Passage to read
When the pandemic hit, the pace of research only accelerated, with researchers communicating from dingy basements on the communication platform Slack and over Zoom calls.
“2020 was a crazy year for many reasons. It gave us something to focus on,” Phillippy said.
Ultimately, the researchers pieced together the entire genetic code for a single version of a genome. That genome — which was derived decades ago from cell tissue that contains the genetic information of a single sperm — does not represent any human who ever lived because it only contains one set of paternal chromosomes.
The completed code will now form the backbone of new genomic research, and becomes a new, finished reference for comparison.
Theory and practice
The completed genome opens new avenues for research.
For decades, scientists have been poring over the 92 percent of the genome available, probing it to find genetic variations that could be causing diseases.
“We have a good grasp of what variation looks like in those regions, but we have no idea about the other 8 percent,” Phillippy said.
Now, researchers are reanalyzing their old data against the new reference genome, trying to tease out new clues from what had been missing.
“We identified many more, tens of thousands, if not hundreds of thousands, of new variants,” Dennis said. “Some of them fall within genes that encode proteins and some of those genes are medically important, clinically important, and contribute to diseases.”
The new genome reference also enables further study of how centromeres work.
Centromeres are structures in the middle of chromosomes that are filled with repeating sequences of code and integral to the cell division process. They’re historically among the least understood parts of the genome because they contain so much tedious, dense coding.
“We don’t understand the underlying mechanism of the evolution of centromeres,” Henikoff said. “All of a sudden in the past year as the data have been coming out, we’ve been learning a lot more about centromeres.”
Using the new genome, researchers can better study how centromere proteins assemble and what happens when they change or lose function.
“Centromere dysfunction can be a serious driver in cancer,” Henikoff said. Until now, “we’ve been hampered because we haven’t had a reference sequence.”
Further study of newly-sequenced portions of the genome could also help scientists better understand how humans evolved particular traits, such as the bigger brains that sent them down a genetically distinct path from their great ape ancestors.
“The things that make our frontal cortex bigger come from the genes that map in these repetitive regions,” said Evan Eichler, a professor in the department of genome sciences at the University of Washington School of Medicine and also part of the research collaborative.

Point localization data
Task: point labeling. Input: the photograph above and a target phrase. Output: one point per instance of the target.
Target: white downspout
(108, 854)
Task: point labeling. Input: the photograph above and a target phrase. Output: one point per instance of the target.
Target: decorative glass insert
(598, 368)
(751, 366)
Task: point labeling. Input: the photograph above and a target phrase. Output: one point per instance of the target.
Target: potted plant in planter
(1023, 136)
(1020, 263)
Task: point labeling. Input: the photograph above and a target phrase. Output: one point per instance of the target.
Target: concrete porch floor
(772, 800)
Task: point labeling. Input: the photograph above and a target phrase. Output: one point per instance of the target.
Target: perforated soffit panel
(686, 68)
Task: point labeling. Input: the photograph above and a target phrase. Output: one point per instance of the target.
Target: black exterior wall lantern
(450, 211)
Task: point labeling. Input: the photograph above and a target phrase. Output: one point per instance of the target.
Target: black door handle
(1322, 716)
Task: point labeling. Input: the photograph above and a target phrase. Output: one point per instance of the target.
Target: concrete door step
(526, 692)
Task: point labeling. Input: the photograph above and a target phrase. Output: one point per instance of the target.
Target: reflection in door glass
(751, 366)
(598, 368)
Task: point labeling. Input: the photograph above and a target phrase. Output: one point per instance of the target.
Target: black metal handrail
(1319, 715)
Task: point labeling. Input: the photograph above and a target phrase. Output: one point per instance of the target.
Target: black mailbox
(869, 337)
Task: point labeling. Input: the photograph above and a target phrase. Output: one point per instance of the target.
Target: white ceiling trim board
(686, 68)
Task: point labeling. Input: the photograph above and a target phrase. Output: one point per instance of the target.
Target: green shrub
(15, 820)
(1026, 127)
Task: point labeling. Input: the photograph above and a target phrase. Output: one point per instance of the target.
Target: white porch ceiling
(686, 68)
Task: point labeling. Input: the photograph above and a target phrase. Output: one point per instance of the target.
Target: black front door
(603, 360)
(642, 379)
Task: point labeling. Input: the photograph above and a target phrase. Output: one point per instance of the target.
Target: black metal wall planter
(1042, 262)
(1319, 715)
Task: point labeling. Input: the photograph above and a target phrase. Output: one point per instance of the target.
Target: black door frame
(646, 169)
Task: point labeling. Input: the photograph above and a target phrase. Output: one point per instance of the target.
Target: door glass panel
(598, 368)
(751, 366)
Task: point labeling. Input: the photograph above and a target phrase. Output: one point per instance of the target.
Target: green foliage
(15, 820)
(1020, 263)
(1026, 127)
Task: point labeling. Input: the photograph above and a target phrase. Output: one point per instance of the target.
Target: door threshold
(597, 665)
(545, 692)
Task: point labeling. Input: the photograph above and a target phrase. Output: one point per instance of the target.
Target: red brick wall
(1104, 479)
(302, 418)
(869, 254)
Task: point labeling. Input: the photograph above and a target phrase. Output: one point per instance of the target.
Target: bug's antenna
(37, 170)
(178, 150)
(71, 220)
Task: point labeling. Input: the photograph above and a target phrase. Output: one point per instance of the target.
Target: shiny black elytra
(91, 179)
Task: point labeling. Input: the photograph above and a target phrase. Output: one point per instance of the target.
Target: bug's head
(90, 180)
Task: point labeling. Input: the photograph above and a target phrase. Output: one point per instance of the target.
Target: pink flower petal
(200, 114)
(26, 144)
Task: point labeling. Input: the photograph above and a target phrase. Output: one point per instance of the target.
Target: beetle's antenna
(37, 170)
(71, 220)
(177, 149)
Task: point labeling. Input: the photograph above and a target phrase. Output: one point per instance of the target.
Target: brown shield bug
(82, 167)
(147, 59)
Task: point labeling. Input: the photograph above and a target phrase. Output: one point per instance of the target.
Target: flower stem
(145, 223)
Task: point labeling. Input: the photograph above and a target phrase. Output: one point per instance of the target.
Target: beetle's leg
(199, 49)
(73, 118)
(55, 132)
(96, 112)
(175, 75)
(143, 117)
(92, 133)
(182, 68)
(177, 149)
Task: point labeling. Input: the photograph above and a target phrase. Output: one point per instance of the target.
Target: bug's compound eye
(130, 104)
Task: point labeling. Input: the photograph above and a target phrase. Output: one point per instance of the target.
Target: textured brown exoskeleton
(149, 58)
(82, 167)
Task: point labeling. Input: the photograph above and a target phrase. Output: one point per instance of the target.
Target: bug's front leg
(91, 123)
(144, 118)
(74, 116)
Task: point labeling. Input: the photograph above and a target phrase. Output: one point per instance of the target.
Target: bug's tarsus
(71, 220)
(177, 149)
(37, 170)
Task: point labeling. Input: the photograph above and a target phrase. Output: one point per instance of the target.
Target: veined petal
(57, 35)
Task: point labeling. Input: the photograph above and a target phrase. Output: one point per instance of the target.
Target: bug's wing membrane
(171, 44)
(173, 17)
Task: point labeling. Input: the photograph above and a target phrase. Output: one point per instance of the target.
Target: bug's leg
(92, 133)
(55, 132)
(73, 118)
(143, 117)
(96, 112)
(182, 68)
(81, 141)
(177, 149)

Your tasks
1. Answer these about the genome article:
(a) Which two platforms did researchers use to communicate during the pandemic?
(b) What percentage of the genome had scientists been poring over for decades?
(c) According to Henikoff, centromere dysfunction can be a serious driver in what disease?
2. Can you transcribe the part of the genome article that opens with the words containing "Theory and practice" and closes with "how centromeres work."?

Activity answers
1.
(a) Slack and Zoom
(b) 92 percent
(c) Cancer

2.
Theory and practice
The completed genome opens new avenues for research.
For decades, scientists have been poring over the 92 percent of the genome available, probing it to find genetic variations that could be causing diseases.
“We have a good grasp of what variation looks like in those regions, but we have no idea about the other 8 percent,” Phillippy said.
Now, researchers are reanalyzing their old data against the new reference genome, trying to tease out new clues from what had been missing.
“We identified many more, tens of thousands, if not hundreds of thousands, of new variants,” Dennis said. “Some of them fall within genes that encode proteins and some of those genes are medically important, clinically important, and contribute to diseases.”
The new genome reference also enables further study of how centromeres work.